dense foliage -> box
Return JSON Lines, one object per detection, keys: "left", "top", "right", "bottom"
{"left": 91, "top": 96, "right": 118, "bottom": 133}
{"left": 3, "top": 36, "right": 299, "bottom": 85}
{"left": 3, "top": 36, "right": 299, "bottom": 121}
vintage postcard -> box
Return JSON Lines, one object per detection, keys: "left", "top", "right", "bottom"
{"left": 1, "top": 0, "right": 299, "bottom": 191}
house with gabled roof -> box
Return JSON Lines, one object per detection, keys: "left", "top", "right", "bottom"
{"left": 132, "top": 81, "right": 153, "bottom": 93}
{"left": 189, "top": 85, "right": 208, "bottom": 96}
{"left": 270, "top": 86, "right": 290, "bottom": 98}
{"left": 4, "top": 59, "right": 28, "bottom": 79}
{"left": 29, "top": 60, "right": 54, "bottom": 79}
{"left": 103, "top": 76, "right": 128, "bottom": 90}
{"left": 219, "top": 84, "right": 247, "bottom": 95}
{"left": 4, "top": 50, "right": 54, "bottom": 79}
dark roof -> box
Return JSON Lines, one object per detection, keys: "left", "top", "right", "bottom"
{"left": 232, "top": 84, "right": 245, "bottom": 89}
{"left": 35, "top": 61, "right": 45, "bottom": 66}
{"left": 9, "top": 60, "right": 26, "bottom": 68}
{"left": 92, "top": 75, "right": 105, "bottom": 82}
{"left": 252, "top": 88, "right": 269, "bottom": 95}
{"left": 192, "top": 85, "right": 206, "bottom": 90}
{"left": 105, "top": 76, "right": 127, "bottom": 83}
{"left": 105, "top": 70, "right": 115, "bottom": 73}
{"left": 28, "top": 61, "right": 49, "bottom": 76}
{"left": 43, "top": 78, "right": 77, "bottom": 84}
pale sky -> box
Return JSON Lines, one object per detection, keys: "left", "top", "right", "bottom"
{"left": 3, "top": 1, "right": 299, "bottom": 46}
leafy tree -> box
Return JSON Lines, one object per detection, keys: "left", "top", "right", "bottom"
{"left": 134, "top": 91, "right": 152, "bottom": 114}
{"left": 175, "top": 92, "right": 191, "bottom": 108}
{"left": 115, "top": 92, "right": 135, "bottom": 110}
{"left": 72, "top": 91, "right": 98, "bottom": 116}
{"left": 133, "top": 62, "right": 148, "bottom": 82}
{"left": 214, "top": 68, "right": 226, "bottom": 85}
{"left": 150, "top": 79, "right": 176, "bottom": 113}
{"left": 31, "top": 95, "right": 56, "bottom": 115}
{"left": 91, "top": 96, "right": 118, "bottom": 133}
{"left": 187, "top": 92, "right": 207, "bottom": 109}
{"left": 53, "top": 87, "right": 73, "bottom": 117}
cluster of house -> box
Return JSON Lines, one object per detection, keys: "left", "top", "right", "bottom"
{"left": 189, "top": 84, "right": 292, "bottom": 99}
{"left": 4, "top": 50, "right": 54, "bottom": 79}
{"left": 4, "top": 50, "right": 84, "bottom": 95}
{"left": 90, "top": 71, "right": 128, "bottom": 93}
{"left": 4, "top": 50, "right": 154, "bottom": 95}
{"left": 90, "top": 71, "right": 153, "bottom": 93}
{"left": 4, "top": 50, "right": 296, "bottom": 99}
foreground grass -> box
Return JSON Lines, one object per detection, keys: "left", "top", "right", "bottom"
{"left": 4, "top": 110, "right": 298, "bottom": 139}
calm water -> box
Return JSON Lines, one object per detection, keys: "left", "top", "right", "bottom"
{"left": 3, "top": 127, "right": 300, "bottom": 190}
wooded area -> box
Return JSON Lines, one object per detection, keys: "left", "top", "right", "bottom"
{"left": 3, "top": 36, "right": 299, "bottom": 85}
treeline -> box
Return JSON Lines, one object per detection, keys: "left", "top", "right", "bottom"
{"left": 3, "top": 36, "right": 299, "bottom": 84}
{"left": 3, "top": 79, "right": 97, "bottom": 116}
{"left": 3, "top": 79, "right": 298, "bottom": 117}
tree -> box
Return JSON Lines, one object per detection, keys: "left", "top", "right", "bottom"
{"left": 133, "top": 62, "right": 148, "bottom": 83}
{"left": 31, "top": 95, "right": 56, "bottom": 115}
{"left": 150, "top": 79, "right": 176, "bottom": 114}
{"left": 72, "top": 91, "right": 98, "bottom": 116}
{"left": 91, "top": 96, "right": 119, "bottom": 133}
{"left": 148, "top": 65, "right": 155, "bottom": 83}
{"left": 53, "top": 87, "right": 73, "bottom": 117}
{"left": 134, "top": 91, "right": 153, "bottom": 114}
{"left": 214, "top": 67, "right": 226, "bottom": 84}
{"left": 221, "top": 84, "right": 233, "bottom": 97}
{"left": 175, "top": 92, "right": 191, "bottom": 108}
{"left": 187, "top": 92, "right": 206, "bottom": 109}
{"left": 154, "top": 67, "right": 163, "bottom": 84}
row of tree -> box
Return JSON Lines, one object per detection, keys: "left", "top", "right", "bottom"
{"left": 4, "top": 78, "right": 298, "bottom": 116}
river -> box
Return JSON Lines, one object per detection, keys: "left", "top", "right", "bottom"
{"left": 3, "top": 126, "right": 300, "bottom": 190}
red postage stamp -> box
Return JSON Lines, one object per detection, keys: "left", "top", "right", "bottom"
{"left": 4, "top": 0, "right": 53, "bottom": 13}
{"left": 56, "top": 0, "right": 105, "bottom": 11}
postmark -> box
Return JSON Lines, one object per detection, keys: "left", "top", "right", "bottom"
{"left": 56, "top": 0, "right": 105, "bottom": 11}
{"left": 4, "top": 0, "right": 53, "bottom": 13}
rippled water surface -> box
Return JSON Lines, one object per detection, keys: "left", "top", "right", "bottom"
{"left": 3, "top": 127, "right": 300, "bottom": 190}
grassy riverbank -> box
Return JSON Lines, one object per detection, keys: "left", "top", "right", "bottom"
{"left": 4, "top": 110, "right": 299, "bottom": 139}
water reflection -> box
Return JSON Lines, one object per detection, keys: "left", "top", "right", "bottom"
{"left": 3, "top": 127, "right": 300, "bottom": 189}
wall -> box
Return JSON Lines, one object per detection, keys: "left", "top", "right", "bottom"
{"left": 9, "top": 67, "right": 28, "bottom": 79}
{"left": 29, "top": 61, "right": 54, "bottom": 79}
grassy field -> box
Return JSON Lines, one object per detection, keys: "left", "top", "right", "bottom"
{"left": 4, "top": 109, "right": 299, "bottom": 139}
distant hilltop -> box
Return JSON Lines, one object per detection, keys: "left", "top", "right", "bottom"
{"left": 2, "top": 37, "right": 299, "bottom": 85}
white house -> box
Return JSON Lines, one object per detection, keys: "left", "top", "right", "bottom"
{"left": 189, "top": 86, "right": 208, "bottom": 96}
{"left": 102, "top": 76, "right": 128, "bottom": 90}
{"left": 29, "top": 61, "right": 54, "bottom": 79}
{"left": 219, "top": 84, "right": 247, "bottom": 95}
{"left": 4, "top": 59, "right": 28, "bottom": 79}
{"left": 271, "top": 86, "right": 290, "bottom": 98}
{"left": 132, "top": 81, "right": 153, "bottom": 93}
########################################
▶ What you need to do
The lines above, from the start of the records through the one containing "house with gabled roof -> box", are to be printed exactly, and nothing else is to be included.

▶ Exercise result
dense foliage -> box
Return JSON Lines, one object per detection, keys: "left", "top", "right", "bottom"
{"left": 91, "top": 96, "right": 118, "bottom": 133}
{"left": 3, "top": 36, "right": 299, "bottom": 85}
{"left": 3, "top": 36, "right": 299, "bottom": 121}
vintage postcard -> box
Return JSON Lines, one object per detection, keys: "left", "top", "right", "bottom"
{"left": 1, "top": 0, "right": 299, "bottom": 191}
house with gabled roof -> box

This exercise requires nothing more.